* WHAT IS NEEDED *
Repeat the part of the message that opens with the words containing "thanks for doing" and closes with "destructive lookup.", substituting "Data.IntMap" for "Data.Map".

Re: Generic tries (long)

21 Jun 2008

      Hi Jamie,

thanks for doing this---I think that the functions in the API look
good.  Of course, one can always think of more :-)  One that I often
find useful when working with Data.Map is a function that removes a
key from a map and also returns the associated value---a kind of
destructive lookup.

I think that the library would be better if you exposed a
non-overloaded API for the map(s?) that you plan to implement.  This
is useful because (i) most of the type I anticipiate using a single
type of map, and concrete types lead to more accurate types in type
inference, (ii) it makes the API Haskell'98 and hence likely to work
on most Haskell implementations out there.   If you really think that
the overloading is useful, then you could provide separate modules
that provide the class+instances in terms of the non-overloaded API
and add a cabal flag to turn these on/off.

* DATA SHOWN *
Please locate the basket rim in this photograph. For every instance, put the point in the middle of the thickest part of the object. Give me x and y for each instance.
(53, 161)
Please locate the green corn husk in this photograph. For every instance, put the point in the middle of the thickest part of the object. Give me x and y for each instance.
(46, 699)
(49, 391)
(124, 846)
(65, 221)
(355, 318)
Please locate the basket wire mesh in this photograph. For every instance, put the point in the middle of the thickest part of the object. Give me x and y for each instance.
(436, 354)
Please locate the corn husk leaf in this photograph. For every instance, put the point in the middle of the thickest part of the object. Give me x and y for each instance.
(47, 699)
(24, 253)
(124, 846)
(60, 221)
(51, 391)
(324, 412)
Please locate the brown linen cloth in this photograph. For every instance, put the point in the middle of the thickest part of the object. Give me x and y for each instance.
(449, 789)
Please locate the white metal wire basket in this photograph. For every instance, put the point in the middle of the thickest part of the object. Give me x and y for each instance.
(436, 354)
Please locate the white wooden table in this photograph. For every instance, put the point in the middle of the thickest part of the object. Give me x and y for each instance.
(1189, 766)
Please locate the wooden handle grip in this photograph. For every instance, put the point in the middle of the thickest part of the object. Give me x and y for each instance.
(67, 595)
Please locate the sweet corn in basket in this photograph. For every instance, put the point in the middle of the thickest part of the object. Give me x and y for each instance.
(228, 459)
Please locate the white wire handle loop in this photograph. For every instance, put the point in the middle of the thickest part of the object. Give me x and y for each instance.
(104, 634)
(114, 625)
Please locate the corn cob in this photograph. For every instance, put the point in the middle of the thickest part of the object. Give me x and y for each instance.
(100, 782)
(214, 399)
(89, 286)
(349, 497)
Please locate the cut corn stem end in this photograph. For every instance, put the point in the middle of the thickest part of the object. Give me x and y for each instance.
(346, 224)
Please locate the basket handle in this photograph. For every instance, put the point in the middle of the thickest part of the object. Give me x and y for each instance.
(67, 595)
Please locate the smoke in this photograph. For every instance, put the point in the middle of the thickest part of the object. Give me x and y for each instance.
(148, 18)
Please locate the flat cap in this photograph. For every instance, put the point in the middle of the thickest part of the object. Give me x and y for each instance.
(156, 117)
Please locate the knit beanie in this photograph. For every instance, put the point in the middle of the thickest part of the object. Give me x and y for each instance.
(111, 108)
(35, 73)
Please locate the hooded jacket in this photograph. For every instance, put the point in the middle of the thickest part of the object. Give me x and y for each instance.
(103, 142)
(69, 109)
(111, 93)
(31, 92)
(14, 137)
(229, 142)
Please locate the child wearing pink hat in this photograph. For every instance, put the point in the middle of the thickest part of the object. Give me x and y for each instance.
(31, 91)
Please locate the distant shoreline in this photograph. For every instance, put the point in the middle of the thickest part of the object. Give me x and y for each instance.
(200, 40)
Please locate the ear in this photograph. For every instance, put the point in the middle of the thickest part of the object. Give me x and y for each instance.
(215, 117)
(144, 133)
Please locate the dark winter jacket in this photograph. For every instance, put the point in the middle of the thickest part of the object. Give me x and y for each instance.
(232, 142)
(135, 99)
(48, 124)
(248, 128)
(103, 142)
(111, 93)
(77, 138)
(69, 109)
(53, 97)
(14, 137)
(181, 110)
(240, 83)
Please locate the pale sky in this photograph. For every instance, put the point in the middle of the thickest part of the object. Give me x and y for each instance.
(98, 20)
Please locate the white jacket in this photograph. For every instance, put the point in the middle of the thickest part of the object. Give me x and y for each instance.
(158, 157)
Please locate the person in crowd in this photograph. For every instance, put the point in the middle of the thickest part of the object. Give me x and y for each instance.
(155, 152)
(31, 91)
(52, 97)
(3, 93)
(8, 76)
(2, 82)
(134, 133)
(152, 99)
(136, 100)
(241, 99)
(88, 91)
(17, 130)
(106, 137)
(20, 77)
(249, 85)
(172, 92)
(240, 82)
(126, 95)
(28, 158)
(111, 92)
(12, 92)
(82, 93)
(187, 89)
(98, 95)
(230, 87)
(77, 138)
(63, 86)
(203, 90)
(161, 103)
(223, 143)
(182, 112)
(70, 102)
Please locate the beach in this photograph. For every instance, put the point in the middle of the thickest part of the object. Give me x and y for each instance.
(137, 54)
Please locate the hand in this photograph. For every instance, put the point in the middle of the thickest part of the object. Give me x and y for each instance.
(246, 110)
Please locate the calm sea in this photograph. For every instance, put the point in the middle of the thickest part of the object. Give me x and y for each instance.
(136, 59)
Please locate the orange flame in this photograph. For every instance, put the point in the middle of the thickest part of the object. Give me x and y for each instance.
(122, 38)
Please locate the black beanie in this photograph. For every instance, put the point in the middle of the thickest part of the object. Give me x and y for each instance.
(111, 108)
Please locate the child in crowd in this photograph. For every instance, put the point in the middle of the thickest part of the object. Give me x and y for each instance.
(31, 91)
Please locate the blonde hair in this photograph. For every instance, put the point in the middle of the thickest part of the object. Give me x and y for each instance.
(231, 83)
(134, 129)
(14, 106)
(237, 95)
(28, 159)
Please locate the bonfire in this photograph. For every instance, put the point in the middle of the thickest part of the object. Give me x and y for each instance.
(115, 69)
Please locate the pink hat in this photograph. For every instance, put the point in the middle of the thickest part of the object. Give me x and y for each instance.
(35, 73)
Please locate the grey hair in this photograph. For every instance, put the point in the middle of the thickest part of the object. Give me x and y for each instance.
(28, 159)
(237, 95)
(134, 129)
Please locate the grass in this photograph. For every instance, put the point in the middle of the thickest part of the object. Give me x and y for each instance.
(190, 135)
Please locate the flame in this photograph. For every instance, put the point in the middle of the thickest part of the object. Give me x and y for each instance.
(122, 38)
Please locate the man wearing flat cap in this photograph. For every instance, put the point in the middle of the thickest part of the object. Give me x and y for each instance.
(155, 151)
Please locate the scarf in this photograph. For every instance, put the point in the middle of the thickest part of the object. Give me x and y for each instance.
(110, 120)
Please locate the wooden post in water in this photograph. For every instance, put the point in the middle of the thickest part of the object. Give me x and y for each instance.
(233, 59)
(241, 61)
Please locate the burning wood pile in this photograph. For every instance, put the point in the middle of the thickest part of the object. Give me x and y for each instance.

* REPLY TO THE EXERCISE *
thanks for doing this---I think that the functions in the API look
good.  Of course, one can always think of more :-)  One that I often
find useful when working with Data.IntMap is a function that removes a
key from a map and also returns the associated value---a kind of
destructive lookup.